▶ Problem requirements
Write the next part of the text on keeping elephants in captivity, starting after its final sentence.

▶ Extract
⟨

-

Keeping Elephants in Captivity


We are fundamentally against the practice of keeping elephants in captivity.  The needs and behaviour patterns of the highly intelligent and sensitive grey giants are not being met in captivity; the conditions do not meet the animals’ needs. In our opinion a natural life for the the species is only possible in the wild.

There are, however, situations in which elephants won’t be able to survive without the help of humans and must therefore be accommodated in appropriate shelters or sanctuaries.

Elephants are in distress almost always through human fault: elephant calves that have lost their mothers - because they have been poached or killed due to human-animal conflicts – are not able to survive on their own in the wild. Organisations such as the David Sheldrick Wildlife Trust (DSWT) do exemplary work: elephant calves are being raised in their orphanages and later on released into their natural habitats.

Elephants which have been abused for many years in circuses, temples or tourist attractions almost always suffer from grave physical and emotional impairments. They are in need of intensive medical care and could not survive in the wild. There is an ever increasing number of sanctuaries trying to rescue elephants from such atrocious conditions and to enable them to spend their remaining years peacefully. We believe that both, orphanages as well as sanctuaries are worthy to be supported.

⟩

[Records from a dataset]
⟨

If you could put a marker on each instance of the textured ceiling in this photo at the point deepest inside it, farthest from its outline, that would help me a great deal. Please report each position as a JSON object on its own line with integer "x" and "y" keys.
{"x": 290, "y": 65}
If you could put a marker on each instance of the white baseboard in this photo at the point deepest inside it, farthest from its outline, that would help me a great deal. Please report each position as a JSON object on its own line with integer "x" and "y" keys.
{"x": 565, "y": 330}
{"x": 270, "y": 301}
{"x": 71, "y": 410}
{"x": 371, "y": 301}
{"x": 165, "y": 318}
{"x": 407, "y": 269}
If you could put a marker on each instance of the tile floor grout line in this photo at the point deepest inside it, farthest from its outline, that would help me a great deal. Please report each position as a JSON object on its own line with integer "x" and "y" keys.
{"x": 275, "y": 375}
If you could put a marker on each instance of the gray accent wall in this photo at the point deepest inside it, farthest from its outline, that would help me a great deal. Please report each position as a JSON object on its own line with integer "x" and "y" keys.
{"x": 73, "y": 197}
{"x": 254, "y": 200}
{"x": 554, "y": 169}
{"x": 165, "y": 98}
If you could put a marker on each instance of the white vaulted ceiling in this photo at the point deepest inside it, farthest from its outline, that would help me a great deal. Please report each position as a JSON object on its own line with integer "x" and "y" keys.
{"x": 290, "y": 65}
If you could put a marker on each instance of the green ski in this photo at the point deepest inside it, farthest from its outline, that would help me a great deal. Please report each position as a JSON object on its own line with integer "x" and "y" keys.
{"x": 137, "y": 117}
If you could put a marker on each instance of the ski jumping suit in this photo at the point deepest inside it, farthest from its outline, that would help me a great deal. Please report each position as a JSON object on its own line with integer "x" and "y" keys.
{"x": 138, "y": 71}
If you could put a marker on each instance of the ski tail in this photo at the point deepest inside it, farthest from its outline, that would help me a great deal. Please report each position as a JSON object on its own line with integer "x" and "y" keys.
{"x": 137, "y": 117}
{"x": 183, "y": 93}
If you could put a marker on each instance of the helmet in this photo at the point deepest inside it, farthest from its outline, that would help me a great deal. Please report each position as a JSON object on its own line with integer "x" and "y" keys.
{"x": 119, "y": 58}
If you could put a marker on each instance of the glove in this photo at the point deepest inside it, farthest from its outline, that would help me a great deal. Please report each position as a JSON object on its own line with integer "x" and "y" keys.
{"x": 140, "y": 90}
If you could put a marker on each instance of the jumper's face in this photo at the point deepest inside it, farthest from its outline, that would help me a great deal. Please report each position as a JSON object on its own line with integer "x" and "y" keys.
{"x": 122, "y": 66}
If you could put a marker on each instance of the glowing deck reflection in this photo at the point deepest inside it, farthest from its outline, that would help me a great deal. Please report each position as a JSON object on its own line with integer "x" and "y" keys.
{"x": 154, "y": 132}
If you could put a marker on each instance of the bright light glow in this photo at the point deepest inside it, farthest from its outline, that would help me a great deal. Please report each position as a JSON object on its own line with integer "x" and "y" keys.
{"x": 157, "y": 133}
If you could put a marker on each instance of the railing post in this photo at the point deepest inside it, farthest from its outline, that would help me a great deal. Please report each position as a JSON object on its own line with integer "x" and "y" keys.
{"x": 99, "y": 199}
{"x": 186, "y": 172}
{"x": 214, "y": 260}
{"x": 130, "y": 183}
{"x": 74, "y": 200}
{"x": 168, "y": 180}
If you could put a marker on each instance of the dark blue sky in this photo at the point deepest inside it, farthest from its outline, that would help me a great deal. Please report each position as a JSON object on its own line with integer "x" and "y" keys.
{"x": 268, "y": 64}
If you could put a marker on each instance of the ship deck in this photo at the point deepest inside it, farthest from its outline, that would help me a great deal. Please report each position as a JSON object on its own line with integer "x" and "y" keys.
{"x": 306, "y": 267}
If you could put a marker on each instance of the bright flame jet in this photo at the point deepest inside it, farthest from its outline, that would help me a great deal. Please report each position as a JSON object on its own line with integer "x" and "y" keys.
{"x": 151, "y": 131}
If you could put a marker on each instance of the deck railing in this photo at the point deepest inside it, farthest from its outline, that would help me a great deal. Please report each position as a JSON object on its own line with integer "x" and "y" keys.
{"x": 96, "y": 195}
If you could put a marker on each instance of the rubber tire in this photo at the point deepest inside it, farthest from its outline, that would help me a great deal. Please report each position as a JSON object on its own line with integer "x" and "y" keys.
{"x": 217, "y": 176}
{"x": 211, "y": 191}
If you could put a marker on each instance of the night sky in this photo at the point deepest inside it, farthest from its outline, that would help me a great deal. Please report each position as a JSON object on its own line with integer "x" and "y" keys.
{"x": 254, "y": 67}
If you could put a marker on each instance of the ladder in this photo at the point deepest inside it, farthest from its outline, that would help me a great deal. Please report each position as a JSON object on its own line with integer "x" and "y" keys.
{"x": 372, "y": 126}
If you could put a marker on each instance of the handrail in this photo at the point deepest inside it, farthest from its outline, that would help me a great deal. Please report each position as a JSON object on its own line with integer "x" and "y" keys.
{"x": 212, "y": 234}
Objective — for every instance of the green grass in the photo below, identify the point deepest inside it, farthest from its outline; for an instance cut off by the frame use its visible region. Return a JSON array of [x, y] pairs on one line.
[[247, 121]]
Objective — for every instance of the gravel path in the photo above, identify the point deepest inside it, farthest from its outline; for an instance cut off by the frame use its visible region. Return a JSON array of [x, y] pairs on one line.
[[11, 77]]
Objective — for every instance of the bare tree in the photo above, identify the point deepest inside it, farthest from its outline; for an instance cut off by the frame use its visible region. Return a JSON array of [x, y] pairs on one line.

⟩

▶ Answer section
Keeping elephants in zoos

As explained above we principally insist on a discontinuation of keeping elephants in zoos. For as long as elephants are being kept in zoos, all endeavours which aim at improving the conditions under which the pachyderms live are to be welcomed. Certain progress has been achieved by some zoos. We want to highlight a few examples which have a positive impact on the animals’ living conditions.

Experts, such as Joyce Poole of ElephantVoices have put together criteria which zoos should take into consideration in order to make the living conditions of their elephants as endurable as possible: elephants are to be kept in groups; they are to be kept in protected contact, they must not be put in chains, elephant hooks (Ankush, bull hook) should be banned, mothers and calves must not be separated, nor elephants that are ‘friends’. The enclosures should offer maximum comfort for the elephants (bathing facilities, mud baths, scratch posts or – rocks, diversified options to keep them busy (mainly encouraging foraging). Elephant breeding programs should not be supported nor pursued – instead elephants which come from either circuses or zoos where they lived in solitary confinement should be taken in. Zoos should refrain from importing elephants which were captured from the wild.

A hotly debated topic is captive breeding. Zoos’ breeding programs to ensure species’ survival aim at stable numbers of as many species as possible. In principal it is recommendable to abstain from capturing wild species. Often species kept in zoos and bred in captivity are problematic, as it is the case with elephants.

Although we experienced an increase in the number of births, the majority of calves born in zoos only survived for a short period of time causing enormous emotional strain for their mothers. Apart from this, mainly male calves are born in captivity and to later on accommodate them poses a major challenge since most zoos have space for a number of females and calves but only for one or a maximum of two bulls.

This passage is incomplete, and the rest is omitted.